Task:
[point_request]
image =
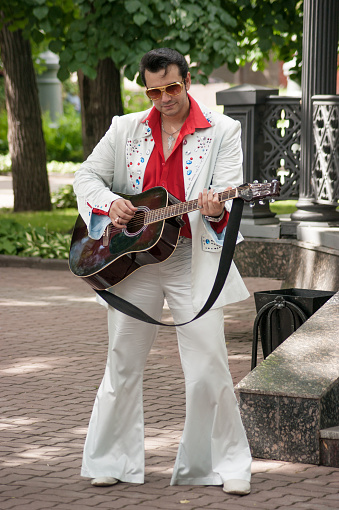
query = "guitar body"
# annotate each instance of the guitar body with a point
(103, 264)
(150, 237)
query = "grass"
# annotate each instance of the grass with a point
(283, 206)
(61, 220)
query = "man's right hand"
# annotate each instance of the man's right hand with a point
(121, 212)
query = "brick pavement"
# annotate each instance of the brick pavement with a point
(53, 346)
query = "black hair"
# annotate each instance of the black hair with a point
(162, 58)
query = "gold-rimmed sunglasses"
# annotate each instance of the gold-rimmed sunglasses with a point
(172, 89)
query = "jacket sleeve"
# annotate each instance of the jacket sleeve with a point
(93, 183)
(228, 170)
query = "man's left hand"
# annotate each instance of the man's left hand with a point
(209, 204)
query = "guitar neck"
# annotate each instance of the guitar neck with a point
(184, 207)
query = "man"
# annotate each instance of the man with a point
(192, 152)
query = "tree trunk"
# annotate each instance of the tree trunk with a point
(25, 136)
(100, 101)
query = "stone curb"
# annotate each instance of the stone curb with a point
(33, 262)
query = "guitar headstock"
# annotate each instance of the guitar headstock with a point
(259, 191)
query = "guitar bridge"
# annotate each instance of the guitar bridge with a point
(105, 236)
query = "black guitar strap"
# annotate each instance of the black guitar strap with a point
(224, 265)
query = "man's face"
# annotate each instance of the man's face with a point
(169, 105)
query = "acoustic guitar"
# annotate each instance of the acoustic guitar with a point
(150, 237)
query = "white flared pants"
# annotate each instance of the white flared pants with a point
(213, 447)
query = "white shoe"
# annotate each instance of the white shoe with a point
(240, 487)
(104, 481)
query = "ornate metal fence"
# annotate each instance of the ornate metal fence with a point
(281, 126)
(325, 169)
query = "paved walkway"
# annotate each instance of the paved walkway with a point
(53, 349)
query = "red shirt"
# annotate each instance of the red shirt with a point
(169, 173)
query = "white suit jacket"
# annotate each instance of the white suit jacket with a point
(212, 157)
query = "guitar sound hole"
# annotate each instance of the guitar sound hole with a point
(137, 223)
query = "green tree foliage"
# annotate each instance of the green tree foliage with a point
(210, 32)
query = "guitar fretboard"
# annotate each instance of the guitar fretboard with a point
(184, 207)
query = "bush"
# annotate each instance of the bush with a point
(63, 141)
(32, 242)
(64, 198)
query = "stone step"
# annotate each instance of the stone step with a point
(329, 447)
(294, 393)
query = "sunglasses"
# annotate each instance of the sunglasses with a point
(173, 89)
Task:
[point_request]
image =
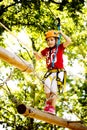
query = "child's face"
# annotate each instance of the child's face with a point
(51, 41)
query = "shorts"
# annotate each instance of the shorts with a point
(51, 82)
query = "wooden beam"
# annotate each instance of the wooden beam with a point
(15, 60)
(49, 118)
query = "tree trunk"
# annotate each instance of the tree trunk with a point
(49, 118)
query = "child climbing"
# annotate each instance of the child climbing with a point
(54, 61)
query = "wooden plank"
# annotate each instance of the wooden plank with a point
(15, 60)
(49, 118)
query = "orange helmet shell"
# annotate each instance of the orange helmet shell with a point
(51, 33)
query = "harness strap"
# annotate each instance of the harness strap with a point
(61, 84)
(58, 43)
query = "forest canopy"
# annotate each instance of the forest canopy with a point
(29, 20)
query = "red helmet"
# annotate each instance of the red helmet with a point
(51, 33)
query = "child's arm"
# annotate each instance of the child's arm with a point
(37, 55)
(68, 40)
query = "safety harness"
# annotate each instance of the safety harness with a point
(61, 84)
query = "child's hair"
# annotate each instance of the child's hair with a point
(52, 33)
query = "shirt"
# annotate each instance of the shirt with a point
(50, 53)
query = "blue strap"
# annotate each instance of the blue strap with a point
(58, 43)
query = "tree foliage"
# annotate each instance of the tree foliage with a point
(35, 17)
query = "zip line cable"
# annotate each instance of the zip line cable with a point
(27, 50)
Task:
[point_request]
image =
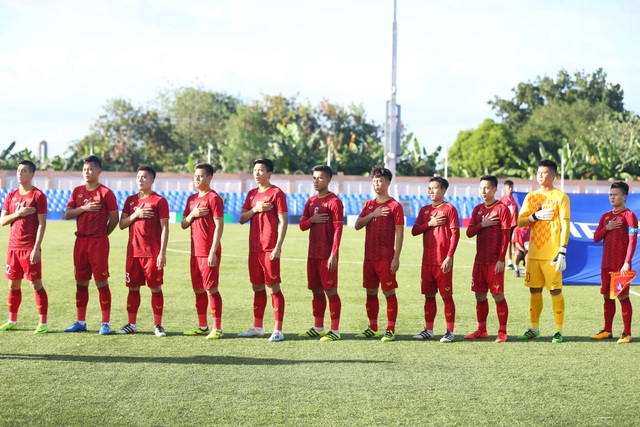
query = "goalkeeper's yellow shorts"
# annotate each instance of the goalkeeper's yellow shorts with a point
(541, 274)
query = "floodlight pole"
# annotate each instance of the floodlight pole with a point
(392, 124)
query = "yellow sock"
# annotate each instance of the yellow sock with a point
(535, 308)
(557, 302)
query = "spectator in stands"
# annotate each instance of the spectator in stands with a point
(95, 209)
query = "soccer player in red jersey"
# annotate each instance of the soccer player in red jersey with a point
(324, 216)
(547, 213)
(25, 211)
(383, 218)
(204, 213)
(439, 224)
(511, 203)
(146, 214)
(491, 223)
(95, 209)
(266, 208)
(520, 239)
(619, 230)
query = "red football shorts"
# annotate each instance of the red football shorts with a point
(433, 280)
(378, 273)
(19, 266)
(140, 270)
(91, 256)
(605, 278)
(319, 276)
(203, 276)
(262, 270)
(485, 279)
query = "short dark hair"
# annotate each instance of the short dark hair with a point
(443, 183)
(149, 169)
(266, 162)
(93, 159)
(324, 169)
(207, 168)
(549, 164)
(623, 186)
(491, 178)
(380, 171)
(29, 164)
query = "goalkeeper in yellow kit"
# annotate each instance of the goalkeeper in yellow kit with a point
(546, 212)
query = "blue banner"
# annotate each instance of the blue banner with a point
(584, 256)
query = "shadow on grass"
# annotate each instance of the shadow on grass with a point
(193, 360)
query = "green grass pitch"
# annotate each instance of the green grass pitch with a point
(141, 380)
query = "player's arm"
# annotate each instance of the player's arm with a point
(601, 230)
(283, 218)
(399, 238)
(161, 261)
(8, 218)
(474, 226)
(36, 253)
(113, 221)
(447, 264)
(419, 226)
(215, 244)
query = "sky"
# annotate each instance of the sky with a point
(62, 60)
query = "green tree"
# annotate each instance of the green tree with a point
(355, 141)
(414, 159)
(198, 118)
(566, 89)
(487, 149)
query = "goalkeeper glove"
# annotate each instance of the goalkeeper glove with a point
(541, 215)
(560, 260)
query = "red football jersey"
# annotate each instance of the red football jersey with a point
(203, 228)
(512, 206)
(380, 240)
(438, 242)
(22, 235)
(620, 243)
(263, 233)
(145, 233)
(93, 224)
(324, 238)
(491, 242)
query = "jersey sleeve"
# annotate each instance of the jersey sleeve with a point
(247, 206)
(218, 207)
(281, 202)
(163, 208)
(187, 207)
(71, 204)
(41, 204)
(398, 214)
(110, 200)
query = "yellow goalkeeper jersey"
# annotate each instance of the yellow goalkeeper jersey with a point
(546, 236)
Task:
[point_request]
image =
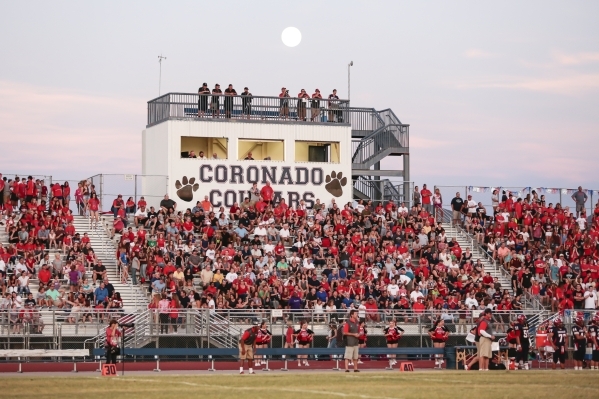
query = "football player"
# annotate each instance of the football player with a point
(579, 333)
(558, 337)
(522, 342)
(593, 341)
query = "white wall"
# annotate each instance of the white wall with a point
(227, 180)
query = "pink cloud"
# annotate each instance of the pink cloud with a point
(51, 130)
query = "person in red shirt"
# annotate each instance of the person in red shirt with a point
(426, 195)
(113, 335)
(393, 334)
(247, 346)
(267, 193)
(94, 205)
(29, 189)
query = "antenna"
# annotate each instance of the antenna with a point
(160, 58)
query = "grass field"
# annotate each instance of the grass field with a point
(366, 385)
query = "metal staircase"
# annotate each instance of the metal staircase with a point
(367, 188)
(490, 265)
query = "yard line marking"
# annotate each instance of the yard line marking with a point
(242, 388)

· · · · · · ·

▸ **Instructions for the task**
All preceding records should be duplicated verbatim, images excepted.

▸ **Answer to this problem**
Task:
[point_request]
image =
query = "guitar body"
# annotate each instance of the guitar body with a point
(103, 264)
(150, 237)
query = "grass"
# annotate each instance of the grass with a point
(283, 206)
(61, 220)
query = "man's right hand"
# annotate each instance of the man's right hand with a point
(121, 212)
query = "brick pavement"
# annotate each instance of the brick pavement with a point
(53, 346)
query = "black hair"
# annotate each instance of the black hair with a point
(162, 58)
query = "gold-rimmed sunglasses"
# annotate each instance of the gold-rimmed sunglasses with a point
(172, 89)
query = "jacket sleeve"
# annotate each instance of the jacket sleeve with a point
(93, 183)
(228, 170)
query = "man's left hand"
# annotate each instance of the man's left hand with a point
(209, 204)
query = "guitar neck"
# annotate each instance of the guitar neck with a point
(184, 207)
query = "man"
# annotate each instance of the man with a point
(192, 152)
query = "tree trunk"
# annotate each instance of the tree trunk with a point
(25, 136)
(100, 101)
query = "stone curb"
# annotate each instance of the stone curb with a point
(33, 262)
query = "guitar headstock"
# annotate each instance of the guitar headstock with a point
(259, 191)
query = "guitar bridge"
# annotate each instance of the guitar bridge with a point
(105, 236)
query = "black guitar strap"
# annotate each instance of the black guitar strap with a point
(224, 265)
query = "man's face"
# annotate each instance of the man's face with a point
(169, 105)
query = "acoustic guitar"
# annotate each instance of the acoustic guitar with a point
(150, 237)
query = "white flared pants"
# annotate each instance of the white flared pants with a point
(213, 447)
query = "white shoe"
# annotate each instance of the white shoe with a point
(240, 487)
(104, 481)
query = "ornate metal fence"
# annotate each instance of the ornate metal fence with a point
(281, 126)
(325, 169)
query = "paved walkway"
# annotate each instance of the paved walkway with a point
(53, 349)
query = "red shirt"
# annotate each instance of the red shirt with a point
(169, 173)
query = "white suit jacket"
# annotate each instance of the white suit jacket with a point
(212, 157)
query = "guitar sound hole"
# annotate each instance of the guitar sound hole with a point
(137, 223)
query = "green tree foliage"
# annotate each instance of the green tree foliage with a point
(210, 32)
query = "guitar fretboard"
# annotate each instance of the guitar fretboard with a point
(184, 207)
query = "bush"
# annotate each instance of the bush with a point
(63, 141)
(32, 242)
(64, 198)
query = "stone step"
# annotate each instance of the stone step with a point
(329, 447)
(294, 393)
query = "sunglasses"
# annotate each instance of the sunglasses with a point
(173, 89)
Task:
[point_request]
image =
query = "child's face"
# annotate each instance of the child's face with a point
(51, 41)
query = "shorts"
# annotate each instance of the shorts with a point
(51, 82)
query = "wooden beam"
# annotate each instance of the wooden beam with a point
(15, 60)
(49, 118)
query = "tree trunk"
# annotate each instance of the tree trunk with a point
(49, 118)
query = "child climbing"
# annotate each instance of the child climbing with a point
(54, 61)
query = "wooden plank"
# annotate each instance of the wooden plank with a point
(15, 60)
(49, 118)
query = "orange helmet shell"
# annotate each instance of the orange helmet shell with a point
(51, 33)
query = "harness strap"
# annotate each instance of the harness strap with a point
(61, 84)
(58, 43)
query = "forest canopy"
# annotate each instance of the forest canopy with a point
(29, 20)
query = "red helmet"
# annotate each instance of the red helmet with a point
(51, 33)
query = "child's arm"
# annotate each instance of the child's arm with a point
(37, 55)
(68, 40)
query = "safety harness"
# annotate each instance of the safety harness with a point
(61, 84)
query = "child's hair"
# annotate each instance of the child's hair with a point
(52, 33)
query = "shirt"
# annotate each instance of the shirt with a point
(50, 53)
query = "blue strap"
# annotate each instance of the blue strap with a point
(58, 43)
query = "tree foliage"
# annotate each instance of the tree foliage with a point
(35, 17)
query = "zip line cable"
# annotate each instance of the zip line cable with a point
(27, 50)
Task:
[point_request]
image =
query = "goalkeeper's yellow shorts"
# annotate each instance of the goalkeeper's yellow shorts with a point
(541, 274)
query = "floodlight pole"
# annotate each instance of the floodlight pole with a point
(392, 124)
query = "yellow sock"
# annotate each instance of the yellow sock with a point
(535, 308)
(557, 302)
query = "spectator in stands"
# annotate each instance of the spectator in stands with a point
(95, 209)
query = "soccer player in red jersey"
# annotate each instance of the soccer player in red jersey with a point
(324, 216)
(547, 213)
(25, 211)
(383, 218)
(204, 213)
(439, 224)
(511, 203)
(146, 214)
(491, 223)
(95, 209)
(266, 208)
(520, 239)
(619, 230)
query = "red football shorts"
# annotate each instance of the red football shorts with a point
(433, 280)
(378, 273)
(19, 266)
(140, 270)
(91, 256)
(605, 278)
(319, 276)
(203, 276)
(262, 270)
(485, 279)
query = "short dark hair"
# annotate each instance of the short dark hair with a point
(443, 183)
(149, 169)
(266, 162)
(93, 159)
(324, 169)
(207, 168)
(549, 164)
(623, 186)
(491, 178)
(380, 171)
(29, 164)
query = "goalkeeper in yellow kit"
# annotate each instance of the goalkeeper in yellow kit with a point
(546, 212)
query = "blue banner"
# annotate each instance of the blue banner with a point
(584, 256)
query = "shadow on grass"
# annotate each instance of the shadow on grass with a point
(193, 360)
query = "green grass pitch"
# annotate each instance of the green grass pitch with a point
(141, 380)
query = "player's arm"
# annotate each instance of the player's arm with a point
(601, 230)
(283, 218)
(399, 238)
(161, 261)
(8, 218)
(474, 226)
(36, 253)
(113, 221)
(447, 264)
(419, 226)
(215, 244)
query = "sky"
# annotate each instance of the sky with a point
(62, 60)
query = "green tree"
# annotate each instance of the green tree with a point
(355, 141)
(414, 159)
(198, 118)
(566, 89)
(487, 149)
query = "goalkeeper glove"
# annotate each instance of the goalkeeper glove with a point
(541, 215)
(560, 260)
query = "red football jersey"
# annotate each instance of the red football jersey with a point
(203, 228)
(512, 206)
(380, 240)
(438, 242)
(22, 235)
(620, 243)
(263, 233)
(145, 233)
(93, 224)
(324, 238)
(491, 242)
query = "jersey sleeve"
# annotate each instance of the jersey sleeve with a point
(247, 206)
(218, 207)
(281, 202)
(163, 208)
(187, 207)
(71, 204)
(41, 204)
(398, 214)
(110, 200)
query = "yellow goalkeeper jersey"
# annotate each instance of the yellow goalkeeper jersey with a point
(546, 236)
Task:
[point_request]
image =
query = "football player"
# annotate each instance of the football player with a point
(579, 333)
(558, 337)
(522, 342)
(593, 341)
query = "white wall"
# annotate each instance of the white wall with a point
(227, 180)
query = "pink cloud"
# annotate each instance of the pink cloud with a point
(51, 130)
query = "person in red shirt"
# annotate each instance of the person in red shirt with a point
(426, 195)
(113, 335)
(393, 334)
(247, 346)
(267, 193)
(94, 205)
(29, 189)
query = "antenna"
# annotate each instance of the antenna with a point
(160, 58)
query = "grass field"
# annotate each instance of the grass field with a point
(366, 385)
query = "metal staircase"
# annotate each instance of the metal staircase with a point
(367, 188)
(490, 265)
query = "yard line marking"
# annotate each instance of the yard line marking with a point
(242, 388)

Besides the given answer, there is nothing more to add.